[Dataset rows on where objects appear]
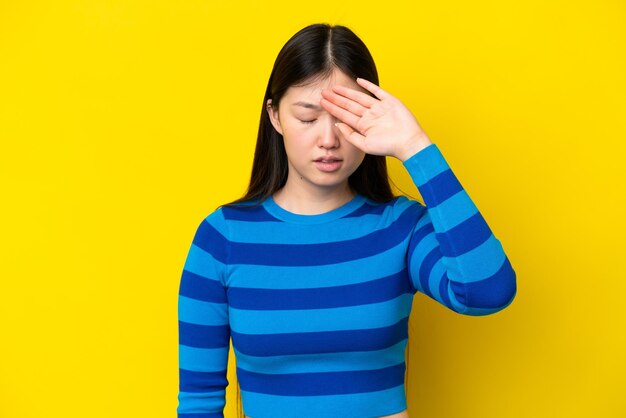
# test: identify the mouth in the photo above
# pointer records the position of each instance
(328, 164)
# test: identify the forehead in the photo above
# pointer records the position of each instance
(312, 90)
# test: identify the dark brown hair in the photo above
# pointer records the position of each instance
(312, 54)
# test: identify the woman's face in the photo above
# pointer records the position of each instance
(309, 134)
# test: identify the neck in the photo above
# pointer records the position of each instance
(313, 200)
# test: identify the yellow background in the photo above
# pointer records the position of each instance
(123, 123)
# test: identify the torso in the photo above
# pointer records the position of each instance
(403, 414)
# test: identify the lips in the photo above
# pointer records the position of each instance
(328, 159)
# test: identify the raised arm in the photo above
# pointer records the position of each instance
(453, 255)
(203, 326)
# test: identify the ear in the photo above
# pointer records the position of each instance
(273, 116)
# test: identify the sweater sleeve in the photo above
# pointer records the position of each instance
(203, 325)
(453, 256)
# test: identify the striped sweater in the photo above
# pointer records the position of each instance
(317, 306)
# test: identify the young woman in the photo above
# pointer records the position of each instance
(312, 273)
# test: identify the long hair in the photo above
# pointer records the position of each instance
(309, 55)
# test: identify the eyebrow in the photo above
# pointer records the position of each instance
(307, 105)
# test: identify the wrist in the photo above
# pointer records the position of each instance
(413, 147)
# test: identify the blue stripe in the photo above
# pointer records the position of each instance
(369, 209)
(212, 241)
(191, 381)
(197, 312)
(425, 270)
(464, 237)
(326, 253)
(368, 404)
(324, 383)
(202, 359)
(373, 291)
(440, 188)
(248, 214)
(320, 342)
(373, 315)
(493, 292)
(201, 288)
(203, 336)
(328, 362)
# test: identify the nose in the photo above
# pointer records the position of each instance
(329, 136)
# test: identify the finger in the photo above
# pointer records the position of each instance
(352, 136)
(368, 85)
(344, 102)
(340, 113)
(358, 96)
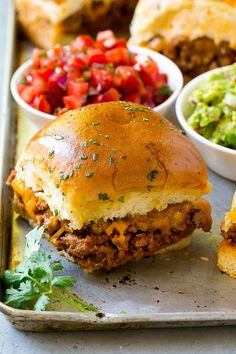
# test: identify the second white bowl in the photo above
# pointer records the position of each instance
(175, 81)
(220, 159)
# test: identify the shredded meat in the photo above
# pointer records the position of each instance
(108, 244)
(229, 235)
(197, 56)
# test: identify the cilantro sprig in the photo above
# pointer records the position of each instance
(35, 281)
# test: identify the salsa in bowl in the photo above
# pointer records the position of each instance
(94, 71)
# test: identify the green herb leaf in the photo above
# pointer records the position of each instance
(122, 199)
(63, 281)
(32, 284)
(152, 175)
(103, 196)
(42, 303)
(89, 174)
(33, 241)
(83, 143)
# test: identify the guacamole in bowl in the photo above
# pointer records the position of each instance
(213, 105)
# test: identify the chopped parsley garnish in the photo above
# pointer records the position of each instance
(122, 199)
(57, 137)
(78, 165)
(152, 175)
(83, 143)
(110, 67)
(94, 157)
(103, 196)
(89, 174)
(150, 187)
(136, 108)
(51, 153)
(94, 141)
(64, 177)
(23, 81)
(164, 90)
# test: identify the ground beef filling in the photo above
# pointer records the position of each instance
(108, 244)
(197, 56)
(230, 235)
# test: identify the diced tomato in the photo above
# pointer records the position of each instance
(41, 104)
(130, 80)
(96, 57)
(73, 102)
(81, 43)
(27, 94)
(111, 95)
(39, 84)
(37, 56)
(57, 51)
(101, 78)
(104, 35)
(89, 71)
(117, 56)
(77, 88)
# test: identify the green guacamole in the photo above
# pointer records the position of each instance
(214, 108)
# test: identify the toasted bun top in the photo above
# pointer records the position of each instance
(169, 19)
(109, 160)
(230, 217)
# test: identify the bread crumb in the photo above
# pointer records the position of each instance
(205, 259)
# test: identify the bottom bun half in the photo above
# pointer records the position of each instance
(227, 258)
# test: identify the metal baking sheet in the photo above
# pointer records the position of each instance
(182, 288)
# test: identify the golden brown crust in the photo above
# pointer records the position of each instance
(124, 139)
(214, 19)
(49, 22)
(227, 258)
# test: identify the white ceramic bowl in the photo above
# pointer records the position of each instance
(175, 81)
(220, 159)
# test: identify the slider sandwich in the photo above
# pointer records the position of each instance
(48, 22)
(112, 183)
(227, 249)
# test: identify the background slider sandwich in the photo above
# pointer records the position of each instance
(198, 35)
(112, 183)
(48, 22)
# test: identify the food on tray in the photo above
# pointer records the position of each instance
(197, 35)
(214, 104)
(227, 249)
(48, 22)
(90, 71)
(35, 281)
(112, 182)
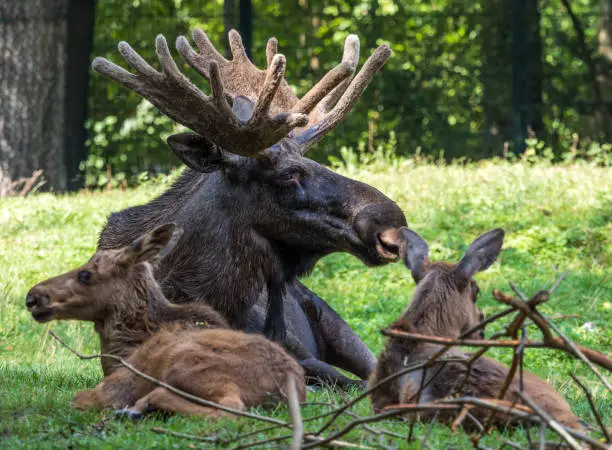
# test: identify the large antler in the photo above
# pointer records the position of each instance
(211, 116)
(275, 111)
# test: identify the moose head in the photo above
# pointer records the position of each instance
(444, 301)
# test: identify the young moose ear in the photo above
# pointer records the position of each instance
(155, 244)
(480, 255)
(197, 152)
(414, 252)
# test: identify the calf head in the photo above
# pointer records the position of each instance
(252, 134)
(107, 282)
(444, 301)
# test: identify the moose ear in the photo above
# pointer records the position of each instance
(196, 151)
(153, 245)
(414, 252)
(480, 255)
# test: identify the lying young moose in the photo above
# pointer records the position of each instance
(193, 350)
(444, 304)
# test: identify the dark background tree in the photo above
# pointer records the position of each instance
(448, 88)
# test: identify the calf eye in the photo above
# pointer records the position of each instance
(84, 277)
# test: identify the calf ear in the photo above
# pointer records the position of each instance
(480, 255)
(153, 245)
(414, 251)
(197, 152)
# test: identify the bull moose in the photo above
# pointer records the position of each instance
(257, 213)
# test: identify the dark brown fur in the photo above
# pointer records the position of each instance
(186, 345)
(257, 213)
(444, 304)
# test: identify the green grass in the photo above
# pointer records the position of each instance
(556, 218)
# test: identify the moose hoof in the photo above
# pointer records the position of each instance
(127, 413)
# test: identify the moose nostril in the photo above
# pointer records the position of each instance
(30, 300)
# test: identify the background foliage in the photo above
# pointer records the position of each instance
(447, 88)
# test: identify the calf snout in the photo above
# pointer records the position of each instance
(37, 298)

** DESCRIPTION OF THE TASK **
Leave out the pictures and output every record above precisely as given.

** RESULT BELOW **
# test: identify the mouth in the photo above
# pointer records the position of each instance
(328, 164)
# test: identify the forehead in the photo above
# pointer records the position of each instance
(312, 90)
# test: identify the dark brown hair in the photo above
# pointer records the position of each instance
(312, 54)
# test: identify the woman's face in the photo above
# pointer records the position of each instance
(309, 134)
# test: identify the neck in the photo above
# pointer records the position of each instance
(313, 200)
# test: identify the yellow background in the photo above
# pointer records the position of each instance
(123, 123)
# test: identify the torso in the photo above
# pointer records the position of each instance
(403, 414)
# test: identify the lips in the photo above
# pointer records the position of each instance
(328, 159)
# test: identify the raised arm in the photo above
# pointer records the position of each instance
(453, 255)
(203, 326)
# test: identify the ear in the photo above
# pointer records the position of each instance
(273, 116)
# test: identify the sweater sleeve in the photo above
# pointer records the position of each instance
(203, 325)
(453, 256)
# test: identify the striped sweater in the photo above
# pointer records the position of each instance
(317, 306)
# test: identify the young woman in the photo above
# pointer records the position of each instance
(312, 273)
# test: identify the long hair in the photo above
# pointer records the position of each instance
(309, 55)
# test: identify the eyebrow in the photo above
# pointer records the position of each instance
(307, 105)
# test: identify the wrist in the photo above
# pointer records the position of each instance
(413, 147)
# test: identify the blue stripe in the photo above
# pointer records the position of each instance
(369, 209)
(212, 241)
(191, 381)
(197, 312)
(425, 270)
(464, 237)
(326, 253)
(368, 404)
(324, 383)
(202, 359)
(373, 291)
(440, 188)
(248, 214)
(320, 342)
(373, 315)
(493, 292)
(201, 288)
(203, 336)
(328, 362)
# test: identify the nose in the photo above
# pointer records the position of each instance
(329, 136)
# test: identify the finger in the photo above
# pointer records the position of each instance
(352, 136)
(368, 85)
(344, 102)
(340, 113)
(358, 96)
# test: identify the second white bowl in the photo above
# pointer records the position of each instance
(175, 81)
(220, 159)
# test: identify the shredded meat in the photo above
# pointer records the position of each instance
(108, 244)
(229, 235)
(197, 56)
# test: identify the cilantro sprig in the photo above
# pointer records the position of each instance
(35, 281)
# test: identify the salsa in bowl in the photo above
# pointer records the position of each instance
(94, 71)
# test: identify the green herb leaf in the photo above
# pointer records the position of each instance
(122, 199)
(63, 281)
(32, 284)
(152, 175)
(103, 196)
(42, 303)
(89, 174)
(33, 241)
(83, 143)
# test: identify the guacamole in bowl in the photo above
# pointer records the position of each instance
(213, 105)
# test: identify the chopped parsley garnish in the photo above
# pointer records the position of each instance
(122, 199)
(57, 137)
(78, 165)
(152, 175)
(83, 143)
(110, 67)
(94, 157)
(103, 196)
(89, 174)
(150, 187)
(136, 108)
(51, 153)
(94, 141)
(64, 177)
(23, 81)
(164, 90)
# test: identify the ground beef filling in the photo above
# pointer records the position of each instance
(108, 244)
(197, 56)
(230, 235)
# test: identify the diced tomato in the photo above
# pointer records the position of each instance
(41, 104)
(130, 80)
(96, 57)
(73, 102)
(81, 43)
(27, 94)
(111, 95)
(39, 84)
(37, 56)
(57, 51)
(101, 78)
(104, 35)
(89, 71)
(117, 56)
(77, 88)
# test: identify the green guacamole in the photo above
# pointer records the position of each instance
(214, 108)
# test: identify the toasted bun top in the photo above
# pointer records the position of each instance
(169, 19)
(109, 160)
(230, 217)
# test: identify the bread crumb in the photo above
# pointer records the position of each instance
(205, 259)
# test: identify the bottom bun half in the photo above
# pointer records the position of each instance
(227, 258)
# test: identify the metal baking sheet in the photo above
# pointer records the position of each instance
(182, 288)
# test: identify the golden brown crust in the photo above
# pointer records the position of each instance
(124, 139)
(214, 19)
(49, 22)
(227, 258)
# test: identify the white ceramic bowl in the photo above
# pointer records the position of each instance
(175, 81)
(220, 159)
# test: identify the slider sandwich in the photo above
# pointer records the position of each instance
(48, 22)
(112, 183)
(227, 249)
# test: identify the background slider sandwich in the photo above
# pointer records the position of each instance
(198, 35)
(112, 183)
(48, 22)
# test: identify the food on tray in the photo above
# pointer records the position of each instance
(197, 35)
(214, 104)
(227, 249)
(48, 22)
(90, 71)
(35, 281)
(112, 182)
# test: identify the large antler in the photo above
# pointer records the position of each instance
(211, 116)
(275, 111)
# test: identify the moose head in the photo above
# pointer records the position of each instance
(444, 301)
# test: identify the young moose ear in the photo above
# pointer records the position of each instance
(155, 244)
(480, 255)
(197, 152)
(414, 252)
# test: identify the calf head in the photo above
# pointer records the position of each instance
(252, 134)
(107, 282)
(444, 301)
# test: identify the moose ear in the photo above
# pointer records the position of each instance
(196, 151)
(153, 245)
(414, 252)
(480, 255)
# test: identify the lying young moose in the photo above
# pointer records the position of each instance
(193, 350)
(444, 304)
# test: identify the dark background tree in the photo above
# pointer records the position of each instance
(448, 88)
# test: identify the calf eye in the photo above
# pointer records the position of each instance
(84, 277)
# test: identify the calf ear in the photo above
# pointer records the position of each instance
(480, 255)
(153, 245)
(414, 251)
(197, 152)
# test: identify the bull moose in the photo above
# pointer records the position of each instance
(257, 213)
# test: identify the dark brown fur in the photo above
# pointer records the position of each instance
(186, 345)
(257, 213)
(444, 304)
# test: identify the green grass in the photo above
# pointer records the position of each instance
(556, 218)
# test: identify the moose hoof in the photo above
# pointer records the position of each instance
(127, 413)
# test: identify the moose nostril in the photo above
# pointer records the position of each instance
(30, 300)
# test: identify the background foliage in the photo above
# pointer records the position of each instance
(447, 88)
# test: identify the calf snout in the photo above
# pointer records the position of each instance
(37, 298)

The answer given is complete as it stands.